== What is being asked ==
Pick up the article about composer Jason Brandt after its last sentence and write on from there.

- Born: Sioux Falls, South Dakota, U.S.
- Education: University of Southern California
- Occupation: Composer
- Years active: 2001–present
- Spouse: Lizelle Brandt
- Children: 2

= Jason Brandt =

American film composer (born 1973)

Jason Brandt (born 1973) is an American composer. Jason composed music for the films Camp Hideout (Christopher Lloyd, Corbin Bleu), Christmas Wonderland (Emily Osment) and F.R.E.D.I. (Kelly Hu, Harvey Guillén). Brandt won Best Original Score at the Burbank International Film Festival for his work on F.R.E.D.I.

Other films include the Lifetime thrillers Mommy Be Mine and The Other Mother (Annie Wersching), A Christmas Reunion (Denise Richards, Patrick Muldoon), Night of the Living Dead 3D (Sid Haig) and the documentary That Guy Dick Miller premiered at SXSW 2014.

== Extracted entries ==
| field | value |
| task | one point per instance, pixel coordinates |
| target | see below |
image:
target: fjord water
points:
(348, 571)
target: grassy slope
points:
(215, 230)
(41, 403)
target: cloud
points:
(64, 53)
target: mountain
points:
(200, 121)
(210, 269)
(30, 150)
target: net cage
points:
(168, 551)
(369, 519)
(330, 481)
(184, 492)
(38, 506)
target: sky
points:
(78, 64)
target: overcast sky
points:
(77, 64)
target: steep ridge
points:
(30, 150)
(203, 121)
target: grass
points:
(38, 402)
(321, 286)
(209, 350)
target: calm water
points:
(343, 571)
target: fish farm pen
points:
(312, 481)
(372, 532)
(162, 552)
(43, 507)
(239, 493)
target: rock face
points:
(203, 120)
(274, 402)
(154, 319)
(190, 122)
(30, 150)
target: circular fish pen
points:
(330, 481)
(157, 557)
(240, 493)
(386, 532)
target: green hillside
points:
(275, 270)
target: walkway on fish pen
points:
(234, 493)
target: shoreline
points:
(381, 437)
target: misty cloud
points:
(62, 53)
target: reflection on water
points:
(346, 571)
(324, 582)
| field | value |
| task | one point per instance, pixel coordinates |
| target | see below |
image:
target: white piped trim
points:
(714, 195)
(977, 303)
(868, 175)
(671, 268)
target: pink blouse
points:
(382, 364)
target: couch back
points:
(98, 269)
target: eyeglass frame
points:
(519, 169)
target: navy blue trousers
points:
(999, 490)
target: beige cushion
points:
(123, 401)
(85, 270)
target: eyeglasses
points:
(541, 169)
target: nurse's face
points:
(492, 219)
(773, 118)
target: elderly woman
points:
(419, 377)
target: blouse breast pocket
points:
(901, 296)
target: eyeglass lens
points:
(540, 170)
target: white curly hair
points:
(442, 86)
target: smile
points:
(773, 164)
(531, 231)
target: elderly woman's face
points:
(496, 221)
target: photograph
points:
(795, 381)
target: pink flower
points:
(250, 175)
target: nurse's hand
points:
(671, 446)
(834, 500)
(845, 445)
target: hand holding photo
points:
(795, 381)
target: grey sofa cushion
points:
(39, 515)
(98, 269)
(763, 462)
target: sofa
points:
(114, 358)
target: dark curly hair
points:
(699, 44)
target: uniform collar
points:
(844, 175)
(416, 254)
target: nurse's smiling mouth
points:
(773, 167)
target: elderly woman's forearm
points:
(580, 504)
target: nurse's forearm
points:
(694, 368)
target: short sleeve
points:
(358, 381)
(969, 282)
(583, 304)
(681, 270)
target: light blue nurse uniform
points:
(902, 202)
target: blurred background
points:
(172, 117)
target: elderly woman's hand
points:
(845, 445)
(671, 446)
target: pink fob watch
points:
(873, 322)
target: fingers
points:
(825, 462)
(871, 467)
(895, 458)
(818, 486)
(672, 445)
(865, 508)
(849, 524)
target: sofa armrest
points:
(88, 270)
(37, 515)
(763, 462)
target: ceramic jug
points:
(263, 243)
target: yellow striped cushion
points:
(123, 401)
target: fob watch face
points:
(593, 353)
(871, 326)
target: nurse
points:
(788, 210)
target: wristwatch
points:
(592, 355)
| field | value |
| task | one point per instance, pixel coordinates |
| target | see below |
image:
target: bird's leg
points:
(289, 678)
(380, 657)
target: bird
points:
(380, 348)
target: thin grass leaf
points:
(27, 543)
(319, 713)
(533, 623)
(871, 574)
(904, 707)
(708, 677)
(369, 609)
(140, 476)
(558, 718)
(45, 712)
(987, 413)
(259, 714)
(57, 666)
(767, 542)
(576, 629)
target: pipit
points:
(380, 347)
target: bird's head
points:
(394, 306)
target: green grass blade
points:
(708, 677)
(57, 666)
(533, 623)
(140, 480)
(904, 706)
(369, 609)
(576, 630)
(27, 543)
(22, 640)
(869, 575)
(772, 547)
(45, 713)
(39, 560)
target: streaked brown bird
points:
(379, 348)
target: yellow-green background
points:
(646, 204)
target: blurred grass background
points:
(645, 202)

== Written response ==
Jason also co-executive produced and wrote music for Max Winslow and the House of Secrets, (starring Chad Michael Murray and Tanner Buchanan) which won Best Feature Film at the Burbank International Film Festival and Crystal Palace International Film Festival.

Jason also creates original music for a wide range of national television programming, including Cartoon Network's Teen Titans Go!, Mike Tyson Mysteries, Extra and TMZ. Other TV shows including American Idol, The Bachelor, The Bachelorette and many more.

==List of movies and series==

- The Passing (2005)
- Inside (2006)
- Night of the Living Dead 3D (2006)
- TMZ (TV Show 2007)
- Tapped (2009)
- American Grindhouse (2010)
- Hardflip (2012)
- Night of the Living Dead 3D: Re-Animation (2012)
- Teen Titans Go! (TV Show 2013)
- The Contractor (TV movie, 2013)
- Mike Tyson Mysteries (TV Show 2014)
- That Guy Dick Miller (2014)
- The Dog Who Saved Easter (TV movie, 2014)
- The Dog Who Saved Summer (2015)
- Crime Watch Daily (TV Show 2015)
- A Christmas Reunion (TV movie, 2015)
- The Other Mother (TV movie, 2017)
- F.R.E.D.I. (2018)
- Mommy Be Mine (TV movie, 2018)
- Christmas Wonderland (TV movie, 2018)
- Max Winslow and the House of Secrets (2020)
- Saved by Grace (2022)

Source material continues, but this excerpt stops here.